Task statement:
Reproduce verbatim the material below, everything from the line containing "Reviewer note: check that every instance of the diamond" down to the end of the material.
======== Records shown ========
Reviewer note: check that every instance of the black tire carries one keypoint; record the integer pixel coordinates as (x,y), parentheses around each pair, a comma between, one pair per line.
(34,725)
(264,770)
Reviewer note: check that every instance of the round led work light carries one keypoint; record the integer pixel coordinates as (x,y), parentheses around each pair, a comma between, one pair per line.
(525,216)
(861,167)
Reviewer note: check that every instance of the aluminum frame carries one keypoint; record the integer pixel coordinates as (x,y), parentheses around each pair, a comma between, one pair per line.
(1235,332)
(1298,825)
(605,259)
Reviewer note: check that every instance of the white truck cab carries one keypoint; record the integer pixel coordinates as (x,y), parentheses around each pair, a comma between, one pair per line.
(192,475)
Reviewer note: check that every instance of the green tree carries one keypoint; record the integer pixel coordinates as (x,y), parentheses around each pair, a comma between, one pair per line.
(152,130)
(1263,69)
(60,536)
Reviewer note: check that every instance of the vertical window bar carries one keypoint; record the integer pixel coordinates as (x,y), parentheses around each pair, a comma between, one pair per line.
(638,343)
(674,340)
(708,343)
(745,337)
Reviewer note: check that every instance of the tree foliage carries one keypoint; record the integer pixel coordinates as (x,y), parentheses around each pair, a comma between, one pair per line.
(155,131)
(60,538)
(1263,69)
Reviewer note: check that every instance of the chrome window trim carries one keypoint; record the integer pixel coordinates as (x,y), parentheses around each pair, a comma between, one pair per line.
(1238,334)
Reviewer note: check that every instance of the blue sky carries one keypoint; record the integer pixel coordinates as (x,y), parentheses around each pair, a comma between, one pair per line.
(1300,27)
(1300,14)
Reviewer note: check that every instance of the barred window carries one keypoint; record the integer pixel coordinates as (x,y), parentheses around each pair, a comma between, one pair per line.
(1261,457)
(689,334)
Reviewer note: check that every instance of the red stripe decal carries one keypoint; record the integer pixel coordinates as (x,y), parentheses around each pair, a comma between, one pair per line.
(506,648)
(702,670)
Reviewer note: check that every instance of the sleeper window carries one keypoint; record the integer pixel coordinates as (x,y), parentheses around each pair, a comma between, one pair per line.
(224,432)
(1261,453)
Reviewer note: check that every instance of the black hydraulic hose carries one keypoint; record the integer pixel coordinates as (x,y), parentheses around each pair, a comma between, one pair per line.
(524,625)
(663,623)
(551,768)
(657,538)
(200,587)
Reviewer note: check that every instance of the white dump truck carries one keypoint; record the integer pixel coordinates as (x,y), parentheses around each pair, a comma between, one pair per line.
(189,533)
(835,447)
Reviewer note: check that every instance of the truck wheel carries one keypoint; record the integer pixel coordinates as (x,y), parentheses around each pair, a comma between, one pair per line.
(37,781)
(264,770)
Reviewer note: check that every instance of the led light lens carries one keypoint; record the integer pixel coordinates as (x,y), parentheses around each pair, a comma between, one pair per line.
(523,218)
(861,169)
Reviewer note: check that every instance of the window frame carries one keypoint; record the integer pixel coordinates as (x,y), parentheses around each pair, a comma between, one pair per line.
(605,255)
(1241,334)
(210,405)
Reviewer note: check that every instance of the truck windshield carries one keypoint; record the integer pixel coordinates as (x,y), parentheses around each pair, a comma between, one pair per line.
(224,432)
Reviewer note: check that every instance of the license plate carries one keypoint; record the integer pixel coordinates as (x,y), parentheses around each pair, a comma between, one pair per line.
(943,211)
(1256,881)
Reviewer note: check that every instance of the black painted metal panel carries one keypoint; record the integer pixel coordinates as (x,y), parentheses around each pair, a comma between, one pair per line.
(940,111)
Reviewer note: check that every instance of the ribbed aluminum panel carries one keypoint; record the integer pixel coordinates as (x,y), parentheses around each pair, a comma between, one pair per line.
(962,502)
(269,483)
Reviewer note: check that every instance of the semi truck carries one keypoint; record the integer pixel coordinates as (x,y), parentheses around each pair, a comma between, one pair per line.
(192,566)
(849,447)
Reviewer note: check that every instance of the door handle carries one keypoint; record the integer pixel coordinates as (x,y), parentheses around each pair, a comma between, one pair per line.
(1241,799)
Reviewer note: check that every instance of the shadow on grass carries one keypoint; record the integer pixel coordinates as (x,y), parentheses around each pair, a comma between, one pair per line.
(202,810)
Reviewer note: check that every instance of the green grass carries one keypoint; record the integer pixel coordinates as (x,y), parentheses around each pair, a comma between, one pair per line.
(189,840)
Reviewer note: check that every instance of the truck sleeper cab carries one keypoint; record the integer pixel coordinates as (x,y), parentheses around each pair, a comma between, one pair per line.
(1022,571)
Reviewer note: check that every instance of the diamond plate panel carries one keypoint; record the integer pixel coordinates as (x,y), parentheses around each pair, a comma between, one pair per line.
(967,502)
========
Result:
Reviewer note: check that every instance of the diamond plate panel carries one keypoint; record the integer pixel coordinates as (x,y), parentheses around each pair, a comma between, one pair per line.
(967,502)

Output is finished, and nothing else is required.